◆ **Saved data entries**
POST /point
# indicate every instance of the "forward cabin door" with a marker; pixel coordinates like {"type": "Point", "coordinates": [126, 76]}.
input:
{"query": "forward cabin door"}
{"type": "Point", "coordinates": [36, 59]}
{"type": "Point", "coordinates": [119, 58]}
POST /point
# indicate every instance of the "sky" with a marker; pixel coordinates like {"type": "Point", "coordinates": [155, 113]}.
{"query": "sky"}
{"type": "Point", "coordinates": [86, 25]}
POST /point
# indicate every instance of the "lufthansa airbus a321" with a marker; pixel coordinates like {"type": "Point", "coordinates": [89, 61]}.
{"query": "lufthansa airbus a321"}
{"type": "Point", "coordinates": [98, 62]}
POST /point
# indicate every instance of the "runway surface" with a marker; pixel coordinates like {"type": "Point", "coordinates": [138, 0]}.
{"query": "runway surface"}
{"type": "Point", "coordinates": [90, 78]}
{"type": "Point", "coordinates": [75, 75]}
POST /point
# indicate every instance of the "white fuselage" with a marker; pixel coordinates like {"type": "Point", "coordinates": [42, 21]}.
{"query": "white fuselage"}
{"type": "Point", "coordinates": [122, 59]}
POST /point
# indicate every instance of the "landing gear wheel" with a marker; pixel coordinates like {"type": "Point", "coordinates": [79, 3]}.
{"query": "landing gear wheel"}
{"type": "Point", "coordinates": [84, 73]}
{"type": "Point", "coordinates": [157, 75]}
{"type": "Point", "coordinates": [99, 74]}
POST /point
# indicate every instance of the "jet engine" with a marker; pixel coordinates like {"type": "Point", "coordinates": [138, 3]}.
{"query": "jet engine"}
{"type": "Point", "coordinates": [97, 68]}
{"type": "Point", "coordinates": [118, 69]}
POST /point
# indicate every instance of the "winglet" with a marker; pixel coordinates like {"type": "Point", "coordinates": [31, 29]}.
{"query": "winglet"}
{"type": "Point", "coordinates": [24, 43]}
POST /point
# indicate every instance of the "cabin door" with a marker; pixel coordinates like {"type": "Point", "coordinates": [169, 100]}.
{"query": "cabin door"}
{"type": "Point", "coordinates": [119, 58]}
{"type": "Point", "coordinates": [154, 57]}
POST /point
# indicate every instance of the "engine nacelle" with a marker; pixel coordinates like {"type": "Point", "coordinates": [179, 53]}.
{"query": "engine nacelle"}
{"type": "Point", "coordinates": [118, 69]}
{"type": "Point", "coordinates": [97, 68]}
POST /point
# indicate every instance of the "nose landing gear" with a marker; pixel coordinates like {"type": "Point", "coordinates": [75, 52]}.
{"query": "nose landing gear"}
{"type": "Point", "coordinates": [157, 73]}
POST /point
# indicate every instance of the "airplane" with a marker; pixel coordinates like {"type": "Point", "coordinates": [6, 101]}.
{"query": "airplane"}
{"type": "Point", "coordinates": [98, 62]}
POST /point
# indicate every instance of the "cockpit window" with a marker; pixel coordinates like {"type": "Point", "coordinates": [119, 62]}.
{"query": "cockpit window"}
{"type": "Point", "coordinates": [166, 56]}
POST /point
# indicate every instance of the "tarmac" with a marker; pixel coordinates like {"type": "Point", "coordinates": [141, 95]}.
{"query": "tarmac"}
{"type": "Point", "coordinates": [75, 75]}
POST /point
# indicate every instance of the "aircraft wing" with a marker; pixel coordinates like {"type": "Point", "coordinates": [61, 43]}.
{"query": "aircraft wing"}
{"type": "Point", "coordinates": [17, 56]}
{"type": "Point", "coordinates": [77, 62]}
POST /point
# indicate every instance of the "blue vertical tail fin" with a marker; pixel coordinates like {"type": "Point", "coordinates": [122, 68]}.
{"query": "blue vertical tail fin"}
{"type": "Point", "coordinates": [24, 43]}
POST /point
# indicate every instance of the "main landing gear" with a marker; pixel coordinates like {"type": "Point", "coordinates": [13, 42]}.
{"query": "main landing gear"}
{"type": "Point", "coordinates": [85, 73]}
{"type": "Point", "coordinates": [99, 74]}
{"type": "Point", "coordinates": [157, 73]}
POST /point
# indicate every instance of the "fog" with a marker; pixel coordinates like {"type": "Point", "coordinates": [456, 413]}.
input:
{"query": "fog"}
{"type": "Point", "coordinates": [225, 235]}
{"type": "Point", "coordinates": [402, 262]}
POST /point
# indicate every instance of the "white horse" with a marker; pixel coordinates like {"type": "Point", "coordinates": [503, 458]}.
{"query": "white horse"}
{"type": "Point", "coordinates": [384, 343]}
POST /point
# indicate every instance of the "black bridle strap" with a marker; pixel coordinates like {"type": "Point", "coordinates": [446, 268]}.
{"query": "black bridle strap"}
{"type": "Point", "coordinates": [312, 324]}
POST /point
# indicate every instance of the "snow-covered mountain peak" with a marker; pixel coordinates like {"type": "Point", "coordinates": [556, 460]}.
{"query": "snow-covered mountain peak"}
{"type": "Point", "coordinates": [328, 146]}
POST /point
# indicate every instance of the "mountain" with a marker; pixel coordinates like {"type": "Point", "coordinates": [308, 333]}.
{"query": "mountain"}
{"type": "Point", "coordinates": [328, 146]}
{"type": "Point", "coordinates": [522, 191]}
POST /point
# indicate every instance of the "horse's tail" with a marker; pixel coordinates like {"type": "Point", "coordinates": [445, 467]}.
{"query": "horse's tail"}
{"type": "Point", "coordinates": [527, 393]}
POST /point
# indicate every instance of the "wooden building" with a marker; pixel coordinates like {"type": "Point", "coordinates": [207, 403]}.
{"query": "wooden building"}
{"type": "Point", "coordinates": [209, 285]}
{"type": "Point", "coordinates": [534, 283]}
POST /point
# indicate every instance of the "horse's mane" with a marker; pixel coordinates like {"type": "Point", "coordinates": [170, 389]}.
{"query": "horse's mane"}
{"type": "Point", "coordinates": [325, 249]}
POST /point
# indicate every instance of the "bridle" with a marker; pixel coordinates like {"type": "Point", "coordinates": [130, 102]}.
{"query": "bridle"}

◆ **WHAT IS REQUIRED**
Write out the records above again, keeping each one identical to the original.

◆ **TASK OUTPUT**
POST /point
# indicate every instance of the "forward cabin door" with a marker; pixel coordinates like {"type": "Point", "coordinates": [126, 76]}.
input:
{"query": "forward cabin door"}
{"type": "Point", "coordinates": [36, 59]}
{"type": "Point", "coordinates": [119, 58]}
POST /point
# indicate every instance of the "sky" with a marker; pixel coordinates like {"type": "Point", "coordinates": [155, 113]}.
{"query": "sky"}
{"type": "Point", "coordinates": [86, 25]}
POST /point
# indicate every instance of the "lufthansa airbus a321" with a marker; pixel coordinates like {"type": "Point", "coordinates": [89, 61]}.
{"query": "lufthansa airbus a321"}
{"type": "Point", "coordinates": [98, 62]}
POST /point
# indicate every instance of the "runway surface" with a marker; pixel coordinates like {"type": "Point", "coordinates": [138, 0]}.
{"query": "runway surface"}
{"type": "Point", "coordinates": [90, 78]}
{"type": "Point", "coordinates": [75, 75]}
POST /point
# indicate every instance of the "white fuselage" with a marker; pixel coordinates like {"type": "Point", "coordinates": [42, 21]}.
{"query": "white fuselage"}
{"type": "Point", "coordinates": [122, 59]}
POST /point
# indicate every instance of the "landing gear wheel" with a marker; pixel coordinates like {"type": "Point", "coordinates": [79, 3]}.
{"query": "landing gear wheel"}
{"type": "Point", "coordinates": [84, 73]}
{"type": "Point", "coordinates": [157, 75]}
{"type": "Point", "coordinates": [99, 74]}
POST /point
# indicate every instance of the "jet engine" with a marker; pixel coordinates like {"type": "Point", "coordinates": [138, 3]}.
{"query": "jet engine"}
{"type": "Point", "coordinates": [97, 68]}
{"type": "Point", "coordinates": [118, 69]}
POST /point
# indicate every instance of the "winglet" with a marker; pixel coordinates like {"type": "Point", "coordinates": [31, 29]}.
{"query": "winglet"}
{"type": "Point", "coordinates": [24, 43]}
POST /point
# indicate every instance of the "cabin door" with a marker; pixel coordinates like {"type": "Point", "coordinates": [169, 100]}.
{"query": "cabin door"}
{"type": "Point", "coordinates": [119, 58]}
{"type": "Point", "coordinates": [154, 57]}
POST /point
# indicate every instance of the "engine nacelle" with a marker; pixel coordinates like {"type": "Point", "coordinates": [179, 53]}.
{"query": "engine nacelle"}
{"type": "Point", "coordinates": [118, 69]}
{"type": "Point", "coordinates": [97, 68]}
POST /point
# indicate every instance of the "nose landing gear" with a marker; pixel coordinates like {"type": "Point", "coordinates": [75, 52]}.
{"query": "nose landing gear"}
{"type": "Point", "coordinates": [157, 73]}
POST /point
# indicate every instance of the "airplane" with a marker; pixel coordinates like {"type": "Point", "coordinates": [6, 101]}.
{"query": "airplane"}
{"type": "Point", "coordinates": [98, 62]}
POST /point
# indicate every instance of the "cockpit window" with a marker; pixel coordinates like {"type": "Point", "coordinates": [119, 62]}.
{"query": "cockpit window"}
{"type": "Point", "coordinates": [166, 56]}
POST /point
# indicate every instance of the "tarmac" with a marker; pixel coordinates like {"type": "Point", "coordinates": [141, 95]}.
{"query": "tarmac"}
{"type": "Point", "coordinates": [75, 75]}
POST /point
# indicate every instance of the "aircraft wing" with a marker; pixel coordinates like {"type": "Point", "coordinates": [61, 43]}.
{"query": "aircraft wing"}
{"type": "Point", "coordinates": [17, 56]}
{"type": "Point", "coordinates": [77, 62]}
POST /point
# indicate every instance of the "blue vertical tail fin" with a marker; pixel coordinates like {"type": "Point", "coordinates": [122, 68]}.
{"query": "blue vertical tail fin"}
{"type": "Point", "coordinates": [24, 43]}
POST /point
# indicate every instance of the "main landing gear" with a marker; pixel coordinates like {"type": "Point", "coordinates": [13, 42]}.
{"query": "main landing gear"}
{"type": "Point", "coordinates": [85, 73]}
{"type": "Point", "coordinates": [99, 74]}
{"type": "Point", "coordinates": [157, 73]}
POST /point
# indicate every instance of the "fog" with a marker; pixel coordinates like {"type": "Point", "coordinates": [456, 413]}.
input:
{"query": "fog"}
{"type": "Point", "coordinates": [225, 235]}
{"type": "Point", "coordinates": [402, 262]}
POST /point
# indicate every instance of the "white horse" with a marker; pixel coordinates like {"type": "Point", "coordinates": [503, 458]}.
{"query": "white horse"}
{"type": "Point", "coordinates": [384, 343]}
POST /point
# indicate every instance of the "black bridle strap" with a marker; pixel coordinates like {"type": "Point", "coordinates": [446, 268]}.
{"query": "black bridle strap"}
{"type": "Point", "coordinates": [312, 324]}
POST /point
# indicate every instance of the "snow-covered mountain peak" with a marker; pixel coordinates like {"type": "Point", "coordinates": [556, 460]}.
{"query": "snow-covered mountain peak"}
{"type": "Point", "coordinates": [328, 146]}
POST /point
# indicate every instance of the "mountain" with a marker; pixel coordinates like {"type": "Point", "coordinates": [308, 333]}.
{"query": "mountain"}
{"type": "Point", "coordinates": [328, 146]}
{"type": "Point", "coordinates": [522, 191]}
POST /point
# indicate every instance of the "horse's tail" with a marker; pixel coordinates like {"type": "Point", "coordinates": [445, 467]}.
{"query": "horse's tail"}
{"type": "Point", "coordinates": [527, 393]}
POST /point
# indicate every instance of the "wooden building" with a marker; pixel coordinates like {"type": "Point", "coordinates": [207, 403]}.
{"query": "wooden building"}
{"type": "Point", "coordinates": [209, 285]}
{"type": "Point", "coordinates": [534, 283]}
POST /point
# indicate every instance of the "horse's mane" with a marker; pixel coordinates like {"type": "Point", "coordinates": [170, 389]}.
{"query": "horse's mane"}
{"type": "Point", "coordinates": [325, 249]}
POST /point
# indicate every instance of the "bridle" with a marker; pixel coordinates like {"type": "Point", "coordinates": [130, 102]}.
{"query": "bridle"}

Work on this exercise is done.